----- Excerpt provided

One of the most heavily impacted employment sectors in the COVID-19 pandemic has been tourism-related businesses. With the sector one of the biggest – if not the largest – in the Bow Valley, the region has felt the pressure as some businesses have
October 28, 2021
Cartoon by Patrick LaMontagne/www.www.lamontagneart.com

One of the most heavily impacted employment sectors in the COVID-19 pandemic has been tourism-related businesses.

With the sector one of the biggest – if not the largest – in the Bow Valley, the region has felt the pressure as some businesses have closed their doors and others face constant financial concern.

A huge aspect in propping up those businesses has been the subsidy and grant programs from the federal government throughout the last year-and-a-half. Without them, it would have been catastrophic to not only the businesses but the local municipalities. Local aid has also been invaluable in helping assist local businesses.

And as the government looks to ween off the COVID-19 financial support programs, those that are taking the place of the Canada Emergency Wage Subsidy program and Canada Emergency Rent Subsidy are still needed for the foreseeable future.

The Tourism and Hospitality Recovery program and the Hardest-Hit Business Recovery program will aid businesses, allowing for more people to get vaccinated and more time to allow recovery.

----------
----- Data supplied

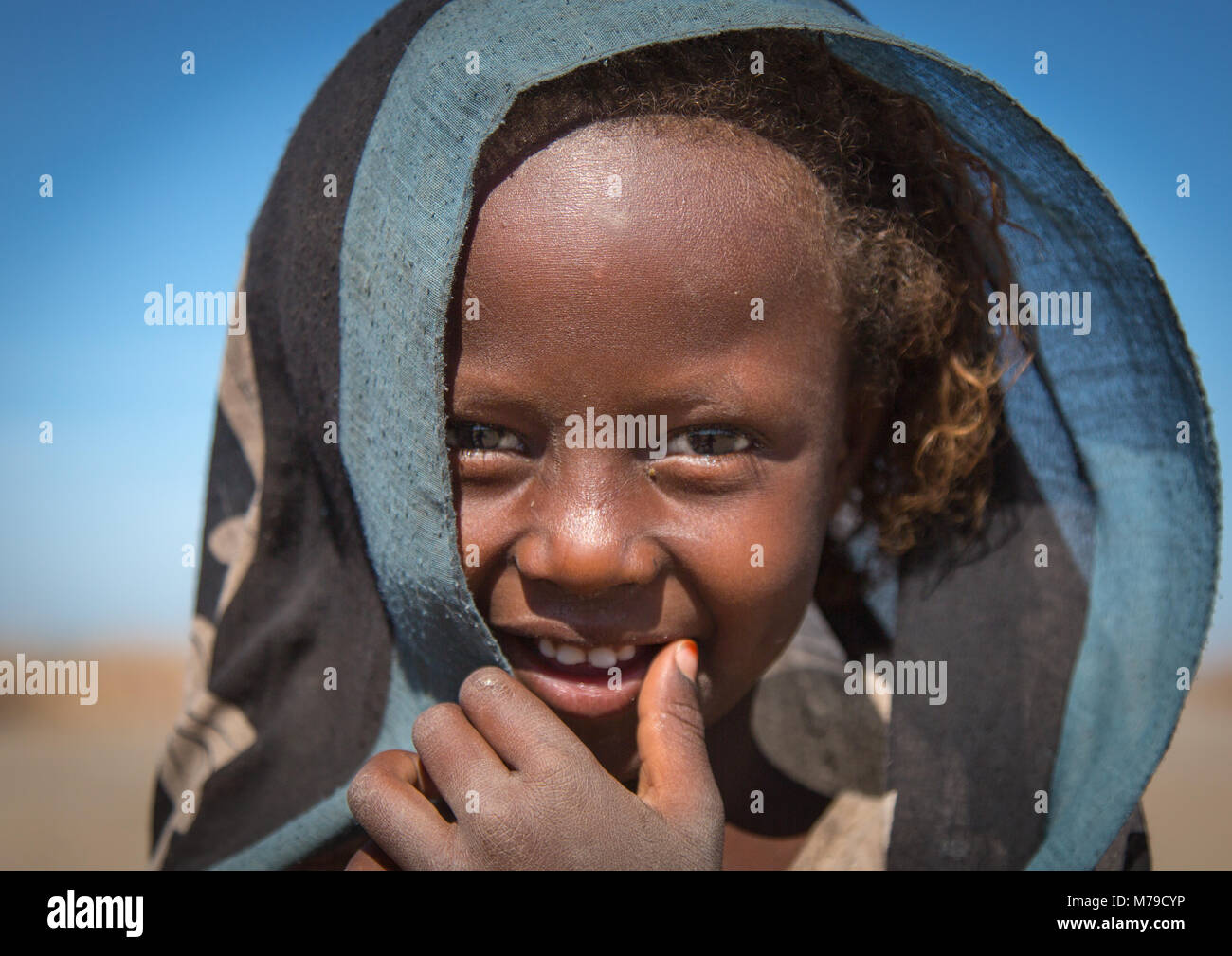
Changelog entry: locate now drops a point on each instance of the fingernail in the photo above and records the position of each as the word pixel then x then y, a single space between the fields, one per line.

----------
----- Data supplied

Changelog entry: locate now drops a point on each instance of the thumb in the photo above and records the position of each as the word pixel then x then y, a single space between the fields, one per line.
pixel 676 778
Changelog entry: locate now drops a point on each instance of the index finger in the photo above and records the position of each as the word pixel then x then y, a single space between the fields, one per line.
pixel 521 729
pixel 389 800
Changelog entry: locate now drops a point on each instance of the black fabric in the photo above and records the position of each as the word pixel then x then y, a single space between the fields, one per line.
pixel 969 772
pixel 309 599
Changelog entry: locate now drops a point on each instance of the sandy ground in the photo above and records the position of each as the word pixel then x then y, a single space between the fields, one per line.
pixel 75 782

----------

§ Try it: Please quote the text on pandemic support for Bow Valley tourism businesses in full, word for word. These items were taken from a separate source.

§ Answer to this problem:
One of the most heavily impacted employment sectors in the COVID-19 pandemic has been tourism-related businesses. With the sector one of the biggest – if not the largest – in the Bow Valley, the region has felt the pressure as some businesses have
October 28, 2021
Cartoon by Patrick LaMontagne/www.www.lamontagneart.com

One of the most heavily impacted employment sectors in the COVID-19 pandemic has been tourism-related businesses.

With the sector one of the biggest – if not the largest – in the Bow Valley, the region has felt the pressure as some businesses have closed their doors and others face constant financial concern.

A huge aspect in propping up those businesses has been the subsidy and grant programs from the federal government throughout the last year-and-a-half. Without them, it would have been catastrophic to not only the businesses but the local municipalities. Local aid has also been invaluable in helping assist local businesses.

And as the government looks to ween off the COVID-19 financial support programs, those that are taking the place of the Canada Emergency Wage Subsidy program and Canada Emergency Rent Subsidy are still needed for the foreseeable future.

The Tourism and Hospitality Recovery program and the Hardest-Hit Business Recovery program will aid businesses, allowing for more people to get vaccinated and more time to allow recovery.